[Collection entries]
+ + + + +

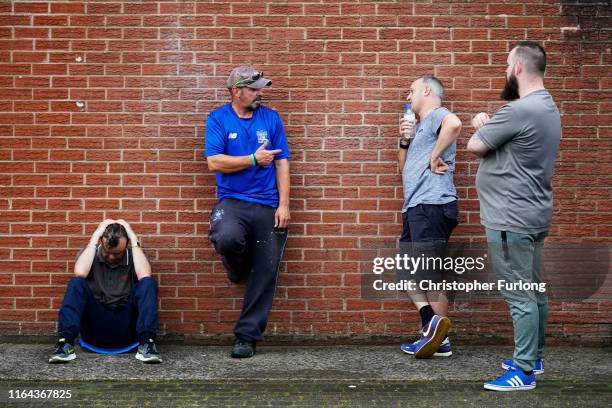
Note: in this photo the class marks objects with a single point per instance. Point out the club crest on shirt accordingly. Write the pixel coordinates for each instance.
(262, 136)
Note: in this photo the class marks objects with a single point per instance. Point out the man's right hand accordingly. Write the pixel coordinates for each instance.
(265, 157)
(100, 231)
(406, 129)
(480, 120)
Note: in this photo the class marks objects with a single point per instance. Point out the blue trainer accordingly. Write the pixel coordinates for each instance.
(433, 336)
(444, 350)
(537, 370)
(512, 380)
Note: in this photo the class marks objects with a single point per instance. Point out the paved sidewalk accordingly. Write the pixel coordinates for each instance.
(305, 376)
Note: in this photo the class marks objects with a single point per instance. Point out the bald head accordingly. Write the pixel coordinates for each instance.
(531, 55)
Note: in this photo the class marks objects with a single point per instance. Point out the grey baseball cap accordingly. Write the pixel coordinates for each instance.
(247, 76)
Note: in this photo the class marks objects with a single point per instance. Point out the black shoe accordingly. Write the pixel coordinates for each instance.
(147, 353)
(243, 349)
(64, 352)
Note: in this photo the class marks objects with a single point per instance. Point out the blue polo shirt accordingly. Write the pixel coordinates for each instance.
(226, 133)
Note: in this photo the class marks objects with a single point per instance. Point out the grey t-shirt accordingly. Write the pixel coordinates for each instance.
(111, 284)
(421, 185)
(514, 180)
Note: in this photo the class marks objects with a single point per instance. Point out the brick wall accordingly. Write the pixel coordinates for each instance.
(102, 115)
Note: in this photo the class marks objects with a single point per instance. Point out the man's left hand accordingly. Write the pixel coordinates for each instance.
(438, 166)
(282, 217)
(131, 234)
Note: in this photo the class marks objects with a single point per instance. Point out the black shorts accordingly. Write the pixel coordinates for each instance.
(427, 229)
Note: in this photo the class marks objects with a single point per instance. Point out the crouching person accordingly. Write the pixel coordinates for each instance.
(112, 300)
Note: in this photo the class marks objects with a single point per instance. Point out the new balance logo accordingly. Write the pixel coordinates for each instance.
(516, 381)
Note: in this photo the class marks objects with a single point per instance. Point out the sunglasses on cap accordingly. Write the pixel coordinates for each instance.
(250, 80)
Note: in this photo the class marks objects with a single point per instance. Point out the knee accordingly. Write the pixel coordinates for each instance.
(230, 242)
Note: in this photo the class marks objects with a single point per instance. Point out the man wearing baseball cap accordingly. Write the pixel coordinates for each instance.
(247, 147)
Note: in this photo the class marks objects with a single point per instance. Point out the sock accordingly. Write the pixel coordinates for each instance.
(146, 336)
(426, 313)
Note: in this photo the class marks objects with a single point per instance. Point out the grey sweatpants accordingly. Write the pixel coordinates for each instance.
(517, 258)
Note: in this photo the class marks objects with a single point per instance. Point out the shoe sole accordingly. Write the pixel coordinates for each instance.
(502, 388)
(434, 342)
(148, 360)
(536, 372)
(60, 360)
(436, 354)
(241, 355)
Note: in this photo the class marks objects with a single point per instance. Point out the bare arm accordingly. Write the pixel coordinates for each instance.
(141, 263)
(406, 134)
(282, 215)
(402, 158)
(231, 164)
(449, 132)
(83, 263)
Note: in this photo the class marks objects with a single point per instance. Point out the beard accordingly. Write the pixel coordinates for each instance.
(510, 91)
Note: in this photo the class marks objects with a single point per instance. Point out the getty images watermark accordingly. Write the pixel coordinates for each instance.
(563, 272)
(433, 265)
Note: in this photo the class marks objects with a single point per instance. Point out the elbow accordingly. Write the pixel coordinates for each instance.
(79, 273)
(211, 165)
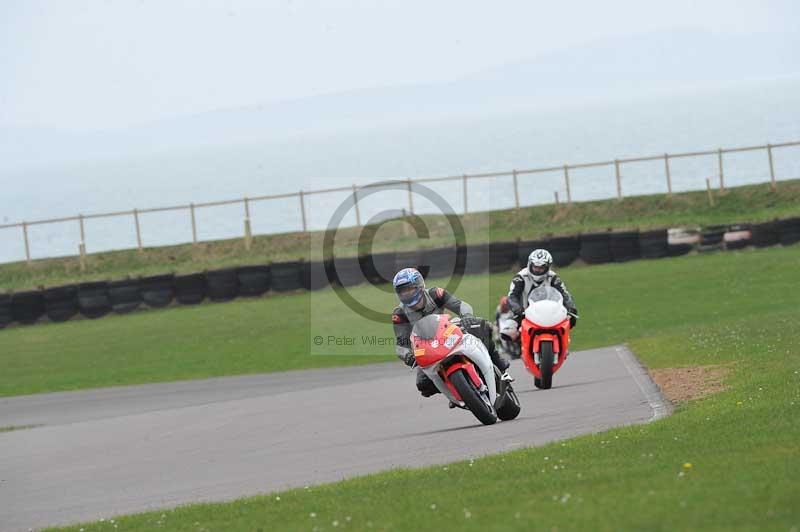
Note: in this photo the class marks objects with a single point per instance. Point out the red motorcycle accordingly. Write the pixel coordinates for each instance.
(545, 335)
(461, 368)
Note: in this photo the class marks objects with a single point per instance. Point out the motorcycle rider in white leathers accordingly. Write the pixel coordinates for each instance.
(533, 276)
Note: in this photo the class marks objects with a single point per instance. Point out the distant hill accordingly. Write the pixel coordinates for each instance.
(608, 69)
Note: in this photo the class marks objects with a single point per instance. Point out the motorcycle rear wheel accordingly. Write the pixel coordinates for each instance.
(485, 412)
(546, 365)
(510, 408)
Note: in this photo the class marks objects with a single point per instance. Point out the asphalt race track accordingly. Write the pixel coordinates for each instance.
(123, 450)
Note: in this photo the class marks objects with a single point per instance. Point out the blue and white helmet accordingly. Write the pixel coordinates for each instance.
(409, 286)
(539, 262)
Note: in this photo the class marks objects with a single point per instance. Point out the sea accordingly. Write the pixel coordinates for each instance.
(755, 113)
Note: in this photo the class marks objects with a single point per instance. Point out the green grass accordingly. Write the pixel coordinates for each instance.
(752, 203)
(617, 302)
(736, 308)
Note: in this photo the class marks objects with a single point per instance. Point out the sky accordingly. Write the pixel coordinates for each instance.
(102, 64)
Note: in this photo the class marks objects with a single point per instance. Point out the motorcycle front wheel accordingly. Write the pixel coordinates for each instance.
(477, 404)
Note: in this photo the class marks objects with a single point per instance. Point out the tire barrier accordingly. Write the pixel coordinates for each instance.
(502, 256)
(712, 238)
(477, 259)
(5, 310)
(379, 267)
(596, 248)
(625, 246)
(254, 281)
(789, 231)
(124, 295)
(223, 285)
(27, 307)
(764, 234)
(287, 276)
(653, 244)
(190, 289)
(440, 261)
(157, 291)
(93, 299)
(96, 299)
(681, 241)
(412, 259)
(314, 276)
(348, 271)
(524, 248)
(564, 249)
(61, 302)
(737, 237)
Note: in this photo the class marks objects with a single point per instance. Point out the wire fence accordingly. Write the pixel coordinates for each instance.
(300, 196)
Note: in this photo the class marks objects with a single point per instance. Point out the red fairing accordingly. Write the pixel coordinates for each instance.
(467, 366)
(429, 352)
(531, 337)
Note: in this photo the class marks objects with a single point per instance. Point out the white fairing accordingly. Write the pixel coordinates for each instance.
(510, 328)
(472, 348)
(545, 307)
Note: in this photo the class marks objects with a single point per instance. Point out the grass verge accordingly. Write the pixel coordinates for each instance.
(753, 203)
(618, 303)
(725, 462)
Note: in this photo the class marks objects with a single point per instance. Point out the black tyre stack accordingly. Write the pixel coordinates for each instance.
(653, 244)
(286, 276)
(712, 238)
(157, 291)
(61, 302)
(502, 256)
(789, 231)
(124, 295)
(93, 300)
(625, 246)
(737, 237)
(764, 234)
(5, 311)
(223, 285)
(27, 307)
(190, 289)
(596, 248)
(254, 281)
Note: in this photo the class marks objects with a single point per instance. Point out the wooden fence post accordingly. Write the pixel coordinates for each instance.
(669, 177)
(516, 190)
(82, 245)
(465, 194)
(566, 183)
(355, 203)
(138, 230)
(194, 224)
(27, 244)
(710, 195)
(771, 168)
(248, 234)
(301, 194)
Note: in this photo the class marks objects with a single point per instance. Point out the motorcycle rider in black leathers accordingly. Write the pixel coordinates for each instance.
(416, 302)
(534, 275)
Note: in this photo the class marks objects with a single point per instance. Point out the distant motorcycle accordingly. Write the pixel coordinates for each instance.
(545, 335)
(461, 368)
(508, 336)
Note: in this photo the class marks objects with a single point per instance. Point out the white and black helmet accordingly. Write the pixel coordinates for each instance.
(539, 262)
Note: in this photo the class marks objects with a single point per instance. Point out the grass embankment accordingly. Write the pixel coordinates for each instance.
(726, 462)
(618, 303)
(753, 203)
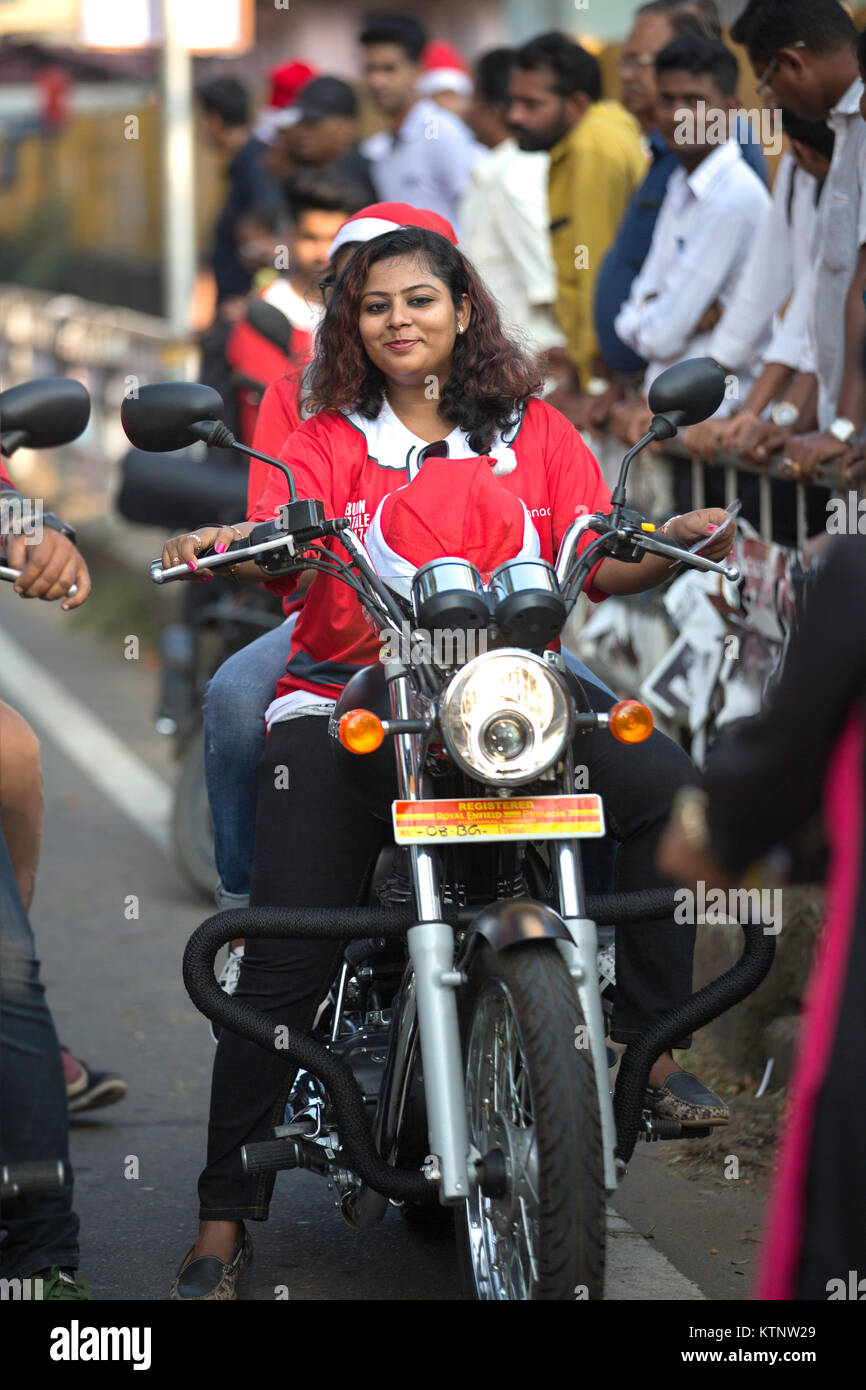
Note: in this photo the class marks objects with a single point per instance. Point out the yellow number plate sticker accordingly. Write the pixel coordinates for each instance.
(494, 818)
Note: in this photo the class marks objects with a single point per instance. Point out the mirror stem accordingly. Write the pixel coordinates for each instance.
(214, 434)
(660, 428)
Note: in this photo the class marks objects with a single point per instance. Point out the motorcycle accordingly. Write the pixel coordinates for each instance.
(210, 628)
(39, 414)
(460, 1057)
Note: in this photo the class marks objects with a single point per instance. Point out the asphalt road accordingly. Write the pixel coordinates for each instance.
(114, 986)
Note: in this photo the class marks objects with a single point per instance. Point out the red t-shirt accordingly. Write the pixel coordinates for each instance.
(350, 464)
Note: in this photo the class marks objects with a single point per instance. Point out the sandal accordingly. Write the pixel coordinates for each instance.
(209, 1278)
(685, 1098)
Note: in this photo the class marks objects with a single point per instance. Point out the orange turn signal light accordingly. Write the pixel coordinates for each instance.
(362, 731)
(630, 722)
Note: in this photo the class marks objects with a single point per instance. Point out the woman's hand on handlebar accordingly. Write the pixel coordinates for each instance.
(184, 549)
(691, 526)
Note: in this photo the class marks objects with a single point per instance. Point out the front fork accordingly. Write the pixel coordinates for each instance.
(581, 957)
(431, 948)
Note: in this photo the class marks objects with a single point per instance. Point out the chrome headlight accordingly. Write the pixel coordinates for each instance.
(506, 716)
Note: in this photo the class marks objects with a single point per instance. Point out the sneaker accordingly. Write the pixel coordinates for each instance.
(684, 1097)
(61, 1285)
(228, 979)
(89, 1090)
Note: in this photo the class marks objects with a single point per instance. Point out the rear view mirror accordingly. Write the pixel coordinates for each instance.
(43, 414)
(161, 417)
(271, 323)
(688, 392)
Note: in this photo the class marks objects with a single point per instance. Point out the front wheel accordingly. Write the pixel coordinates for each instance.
(531, 1100)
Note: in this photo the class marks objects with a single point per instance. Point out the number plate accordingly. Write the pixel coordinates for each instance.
(494, 818)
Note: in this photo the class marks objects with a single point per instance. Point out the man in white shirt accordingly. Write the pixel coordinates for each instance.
(712, 210)
(805, 57)
(505, 216)
(776, 281)
(427, 154)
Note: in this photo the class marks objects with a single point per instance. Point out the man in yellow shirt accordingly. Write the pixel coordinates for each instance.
(597, 161)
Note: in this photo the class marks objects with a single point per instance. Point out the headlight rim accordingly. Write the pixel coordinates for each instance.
(499, 776)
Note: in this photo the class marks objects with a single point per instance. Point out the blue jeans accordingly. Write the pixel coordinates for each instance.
(41, 1229)
(234, 736)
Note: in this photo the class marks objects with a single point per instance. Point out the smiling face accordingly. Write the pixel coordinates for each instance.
(680, 97)
(409, 320)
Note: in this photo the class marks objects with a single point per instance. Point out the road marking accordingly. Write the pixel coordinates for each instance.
(143, 797)
(638, 1272)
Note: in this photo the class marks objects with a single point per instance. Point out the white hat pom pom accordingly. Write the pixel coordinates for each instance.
(506, 460)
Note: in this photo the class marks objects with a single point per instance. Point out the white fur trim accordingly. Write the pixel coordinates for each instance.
(506, 460)
(360, 230)
(398, 571)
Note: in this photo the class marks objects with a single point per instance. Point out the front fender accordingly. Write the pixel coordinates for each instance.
(505, 925)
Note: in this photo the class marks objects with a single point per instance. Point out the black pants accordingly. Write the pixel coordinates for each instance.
(334, 845)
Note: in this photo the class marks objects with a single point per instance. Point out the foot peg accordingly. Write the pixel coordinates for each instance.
(270, 1157)
(655, 1127)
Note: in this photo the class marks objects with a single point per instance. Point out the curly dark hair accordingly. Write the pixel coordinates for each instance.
(491, 378)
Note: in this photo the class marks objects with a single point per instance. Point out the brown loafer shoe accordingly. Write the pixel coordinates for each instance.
(209, 1278)
(685, 1098)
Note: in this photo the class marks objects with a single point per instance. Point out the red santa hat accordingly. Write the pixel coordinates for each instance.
(287, 82)
(453, 508)
(444, 70)
(388, 217)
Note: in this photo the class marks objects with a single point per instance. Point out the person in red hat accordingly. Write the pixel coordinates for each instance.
(445, 78)
(412, 363)
(242, 687)
(287, 84)
(426, 153)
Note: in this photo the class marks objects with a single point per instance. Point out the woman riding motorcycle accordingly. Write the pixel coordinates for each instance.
(410, 355)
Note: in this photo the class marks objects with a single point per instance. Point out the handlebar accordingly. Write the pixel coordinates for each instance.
(237, 552)
(10, 576)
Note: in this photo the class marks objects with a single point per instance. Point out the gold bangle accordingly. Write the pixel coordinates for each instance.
(690, 809)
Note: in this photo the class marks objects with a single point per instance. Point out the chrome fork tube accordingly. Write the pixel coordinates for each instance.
(581, 959)
(431, 948)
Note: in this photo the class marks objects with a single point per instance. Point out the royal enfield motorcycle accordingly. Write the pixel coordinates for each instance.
(460, 1057)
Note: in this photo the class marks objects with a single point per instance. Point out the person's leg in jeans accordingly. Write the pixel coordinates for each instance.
(41, 1229)
(654, 959)
(334, 847)
(234, 736)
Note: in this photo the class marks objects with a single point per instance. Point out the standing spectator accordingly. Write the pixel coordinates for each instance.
(712, 210)
(325, 135)
(274, 118)
(225, 118)
(777, 277)
(597, 161)
(427, 154)
(804, 54)
(505, 214)
(445, 78)
(320, 206)
(655, 25)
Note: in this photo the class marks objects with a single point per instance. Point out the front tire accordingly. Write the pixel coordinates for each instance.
(531, 1094)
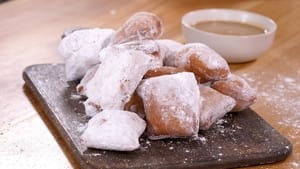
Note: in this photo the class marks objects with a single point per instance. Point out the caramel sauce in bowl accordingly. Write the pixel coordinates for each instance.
(238, 36)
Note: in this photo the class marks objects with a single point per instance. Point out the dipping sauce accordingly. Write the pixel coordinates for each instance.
(229, 28)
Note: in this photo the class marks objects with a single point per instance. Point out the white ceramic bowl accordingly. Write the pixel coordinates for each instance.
(234, 48)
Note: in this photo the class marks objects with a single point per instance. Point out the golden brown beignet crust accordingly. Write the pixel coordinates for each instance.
(135, 104)
(237, 88)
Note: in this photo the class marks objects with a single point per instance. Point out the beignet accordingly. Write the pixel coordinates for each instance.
(214, 106)
(237, 88)
(164, 70)
(80, 50)
(207, 64)
(171, 104)
(117, 77)
(140, 26)
(169, 50)
(114, 130)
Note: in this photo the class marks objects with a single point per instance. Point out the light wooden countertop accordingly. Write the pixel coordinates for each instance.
(30, 32)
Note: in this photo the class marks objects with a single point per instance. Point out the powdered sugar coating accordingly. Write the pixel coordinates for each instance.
(171, 105)
(149, 47)
(80, 50)
(169, 50)
(237, 88)
(114, 130)
(214, 106)
(140, 26)
(207, 64)
(81, 87)
(116, 79)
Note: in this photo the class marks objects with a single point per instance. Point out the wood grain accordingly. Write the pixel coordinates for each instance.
(30, 32)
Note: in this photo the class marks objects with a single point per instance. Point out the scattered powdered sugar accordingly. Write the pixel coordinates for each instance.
(281, 92)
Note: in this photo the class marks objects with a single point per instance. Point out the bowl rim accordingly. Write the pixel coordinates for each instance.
(269, 32)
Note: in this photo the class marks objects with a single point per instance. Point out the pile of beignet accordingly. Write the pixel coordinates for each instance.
(133, 80)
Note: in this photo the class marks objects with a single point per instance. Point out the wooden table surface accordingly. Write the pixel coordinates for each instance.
(30, 32)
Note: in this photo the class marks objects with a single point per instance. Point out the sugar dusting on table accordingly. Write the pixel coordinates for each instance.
(282, 92)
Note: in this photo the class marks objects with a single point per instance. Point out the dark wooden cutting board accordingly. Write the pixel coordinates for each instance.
(239, 139)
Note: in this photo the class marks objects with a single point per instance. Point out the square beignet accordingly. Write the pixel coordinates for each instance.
(214, 106)
(171, 104)
(117, 77)
(200, 59)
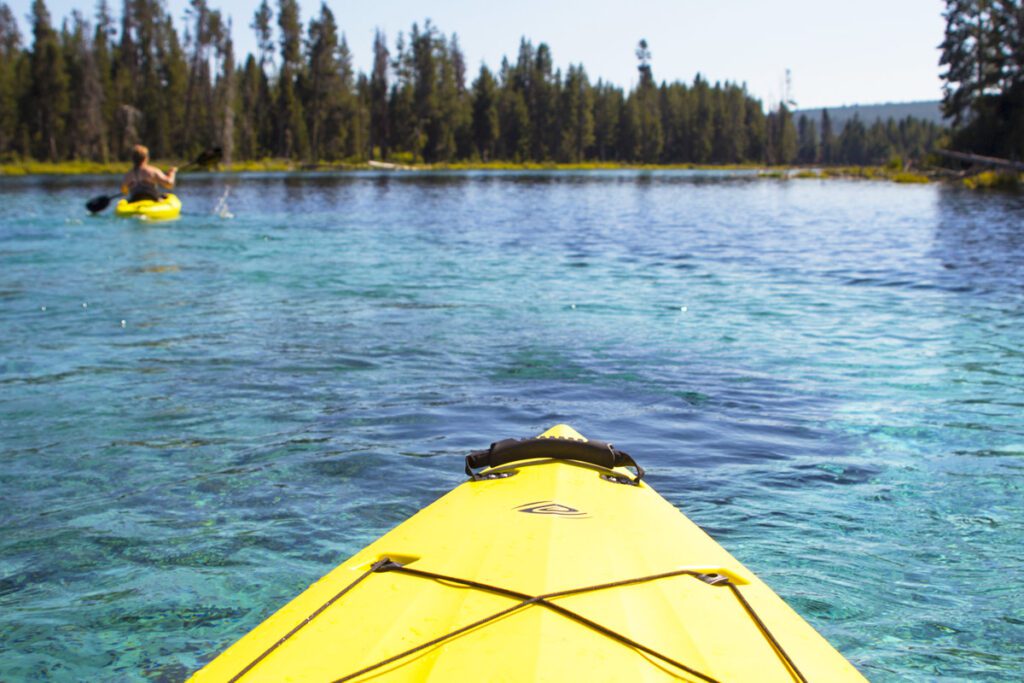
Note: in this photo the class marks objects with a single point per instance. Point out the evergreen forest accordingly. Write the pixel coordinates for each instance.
(91, 87)
(983, 60)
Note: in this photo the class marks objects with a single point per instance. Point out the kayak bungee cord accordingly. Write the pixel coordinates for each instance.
(386, 564)
(303, 623)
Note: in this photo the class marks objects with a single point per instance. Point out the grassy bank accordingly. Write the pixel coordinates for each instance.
(986, 180)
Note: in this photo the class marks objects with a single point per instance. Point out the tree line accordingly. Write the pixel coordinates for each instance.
(91, 89)
(983, 56)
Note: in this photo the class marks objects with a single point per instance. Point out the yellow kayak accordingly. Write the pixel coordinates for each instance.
(169, 207)
(554, 562)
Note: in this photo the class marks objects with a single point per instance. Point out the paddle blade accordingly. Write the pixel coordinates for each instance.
(97, 204)
(210, 157)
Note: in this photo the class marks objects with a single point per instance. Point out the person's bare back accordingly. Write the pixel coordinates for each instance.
(144, 180)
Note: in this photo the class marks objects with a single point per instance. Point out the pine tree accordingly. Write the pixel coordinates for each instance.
(485, 130)
(577, 120)
(608, 102)
(827, 146)
(807, 140)
(10, 54)
(86, 133)
(379, 119)
(47, 95)
(324, 89)
(647, 112)
(291, 130)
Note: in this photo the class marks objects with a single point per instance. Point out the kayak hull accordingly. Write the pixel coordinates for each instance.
(166, 209)
(504, 544)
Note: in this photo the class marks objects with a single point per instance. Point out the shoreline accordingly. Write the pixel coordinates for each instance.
(982, 180)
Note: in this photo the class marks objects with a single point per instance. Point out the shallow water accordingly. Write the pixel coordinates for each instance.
(827, 376)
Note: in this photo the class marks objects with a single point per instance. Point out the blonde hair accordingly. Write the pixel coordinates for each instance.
(139, 155)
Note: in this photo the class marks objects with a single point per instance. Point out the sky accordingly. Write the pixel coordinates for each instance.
(838, 52)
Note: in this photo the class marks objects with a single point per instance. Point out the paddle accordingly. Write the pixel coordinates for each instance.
(205, 160)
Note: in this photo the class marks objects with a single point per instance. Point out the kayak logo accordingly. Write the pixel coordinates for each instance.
(550, 508)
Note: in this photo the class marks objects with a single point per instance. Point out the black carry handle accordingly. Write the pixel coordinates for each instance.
(512, 450)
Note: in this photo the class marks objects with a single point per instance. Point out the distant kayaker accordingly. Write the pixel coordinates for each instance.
(143, 180)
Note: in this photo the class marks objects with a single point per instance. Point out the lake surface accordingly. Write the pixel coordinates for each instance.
(201, 418)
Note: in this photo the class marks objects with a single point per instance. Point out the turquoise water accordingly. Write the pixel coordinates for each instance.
(828, 377)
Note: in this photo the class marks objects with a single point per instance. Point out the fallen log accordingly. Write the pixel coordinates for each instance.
(980, 160)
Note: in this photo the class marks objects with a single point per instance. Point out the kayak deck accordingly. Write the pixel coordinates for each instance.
(551, 573)
(165, 209)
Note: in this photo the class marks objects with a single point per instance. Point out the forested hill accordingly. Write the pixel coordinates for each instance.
(925, 111)
(85, 88)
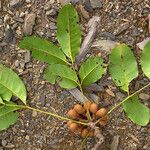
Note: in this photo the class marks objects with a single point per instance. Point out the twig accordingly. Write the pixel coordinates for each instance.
(93, 25)
(98, 134)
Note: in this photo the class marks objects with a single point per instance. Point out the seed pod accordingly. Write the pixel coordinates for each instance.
(79, 109)
(72, 114)
(87, 105)
(93, 108)
(84, 133)
(73, 127)
(69, 123)
(101, 112)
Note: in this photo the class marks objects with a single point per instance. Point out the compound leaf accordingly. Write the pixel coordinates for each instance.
(43, 50)
(145, 60)
(137, 111)
(10, 83)
(8, 115)
(65, 76)
(68, 31)
(5, 93)
(123, 66)
(91, 70)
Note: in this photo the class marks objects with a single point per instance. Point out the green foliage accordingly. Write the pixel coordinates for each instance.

+ + + + +

■ **The request**
Return, word for word, each line from the line that contains "out the compound" to the end of the listing above; include both end lines and nothing else.

■ **Task result**
Note: in this photo the class marks objects with a single point per instance. Point out the compound leaf accordingly. Write the pixel coordinates for each instance.
(43, 50)
(145, 60)
(137, 111)
(10, 83)
(8, 115)
(65, 76)
(68, 31)
(5, 93)
(123, 66)
(91, 70)
Note: in this photo the class marks objects with a single point per instance. Point out the green foliage accordingly. Write the pixel coordinates for each instance.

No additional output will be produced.